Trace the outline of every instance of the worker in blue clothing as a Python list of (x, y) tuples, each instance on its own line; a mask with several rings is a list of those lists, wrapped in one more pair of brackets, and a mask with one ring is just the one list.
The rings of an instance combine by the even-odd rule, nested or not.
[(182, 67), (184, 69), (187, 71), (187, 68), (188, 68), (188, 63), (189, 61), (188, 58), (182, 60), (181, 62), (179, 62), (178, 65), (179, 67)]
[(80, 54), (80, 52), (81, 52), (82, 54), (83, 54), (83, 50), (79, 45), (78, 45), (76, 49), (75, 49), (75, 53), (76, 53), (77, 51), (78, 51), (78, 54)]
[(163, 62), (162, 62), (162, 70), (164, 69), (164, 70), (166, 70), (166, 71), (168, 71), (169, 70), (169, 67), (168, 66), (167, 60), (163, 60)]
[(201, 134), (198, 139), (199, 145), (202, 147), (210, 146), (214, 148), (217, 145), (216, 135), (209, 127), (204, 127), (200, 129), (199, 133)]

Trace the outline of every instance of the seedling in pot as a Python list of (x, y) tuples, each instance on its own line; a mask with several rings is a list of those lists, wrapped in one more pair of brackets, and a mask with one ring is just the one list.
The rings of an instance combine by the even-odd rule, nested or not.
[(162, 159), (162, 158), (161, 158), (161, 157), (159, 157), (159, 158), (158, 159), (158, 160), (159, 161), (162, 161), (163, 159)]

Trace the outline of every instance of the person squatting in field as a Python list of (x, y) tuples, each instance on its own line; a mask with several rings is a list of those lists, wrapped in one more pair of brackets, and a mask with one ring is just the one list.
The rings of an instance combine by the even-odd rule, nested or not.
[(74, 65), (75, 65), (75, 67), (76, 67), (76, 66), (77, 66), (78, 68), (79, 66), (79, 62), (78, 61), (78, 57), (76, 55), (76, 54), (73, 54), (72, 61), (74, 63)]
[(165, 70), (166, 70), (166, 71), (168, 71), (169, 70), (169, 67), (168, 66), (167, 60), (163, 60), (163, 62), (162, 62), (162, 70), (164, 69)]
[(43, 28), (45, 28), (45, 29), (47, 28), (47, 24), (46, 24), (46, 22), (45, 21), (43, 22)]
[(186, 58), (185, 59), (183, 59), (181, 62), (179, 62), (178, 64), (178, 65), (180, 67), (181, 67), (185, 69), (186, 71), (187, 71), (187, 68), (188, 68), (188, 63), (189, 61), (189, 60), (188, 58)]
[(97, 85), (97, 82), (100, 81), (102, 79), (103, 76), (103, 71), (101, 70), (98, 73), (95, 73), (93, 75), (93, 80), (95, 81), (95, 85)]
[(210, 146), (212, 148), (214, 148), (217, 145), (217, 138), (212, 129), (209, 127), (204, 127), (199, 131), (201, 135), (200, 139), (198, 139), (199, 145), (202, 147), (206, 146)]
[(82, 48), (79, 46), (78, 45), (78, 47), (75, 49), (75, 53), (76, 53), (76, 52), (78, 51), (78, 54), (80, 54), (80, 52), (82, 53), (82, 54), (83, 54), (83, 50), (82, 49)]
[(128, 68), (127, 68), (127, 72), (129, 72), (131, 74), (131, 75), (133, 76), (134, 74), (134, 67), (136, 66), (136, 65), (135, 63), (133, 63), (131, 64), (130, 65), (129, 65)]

------------------------------------------------------------

REQUIRED TASK: Scale the rows from the start of the rows up to and including the line containing "129), (199, 133)]". Repeat every line, with the requests unchanged, and multiply each coordinate in the answers by 1.2, rounding to whole numbers with halves rounded up.

SOLUTION TO THIS EXERCISE:
Trace the outline of every instance of the worker in blue clothing as a Python list of (x, y) tuples, each instance on its own line; a mask with several rings is a list of those lists, wrapped in one more pair of brackets, and a mask with one ring is just the one list.
The rings of an instance combine by the even-odd rule, nested or not.
[(218, 80), (221, 83), (224, 85), (224, 82), (226, 82), (226, 76), (227, 73), (226, 70), (218, 72), (217, 74), (215, 74), (214, 78), (215, 80)]
[(96, 65), (96, 62), (97, 62), (98, 65), (100, 65), (100, 60), (95, 54), (94, 54), (91, 59), (90, 59), (90, 64), (91, 64), (92, 61), (94, 61), (94, 65)]
[(196, 74), (194, 74), (194, 84), (197, 83), (197, 84), (199, 84), (199, 85), (202, 85), (203, 84), (203, 80), (202, 79), (200, 72), (196, 72)]
[(241, 161), (238, 167), (239, 174), (242, 176), (252, 175), (257, 178), (260, 174), (259, 162), (251, 152), (245, 152), (240, 155), (239, 160)]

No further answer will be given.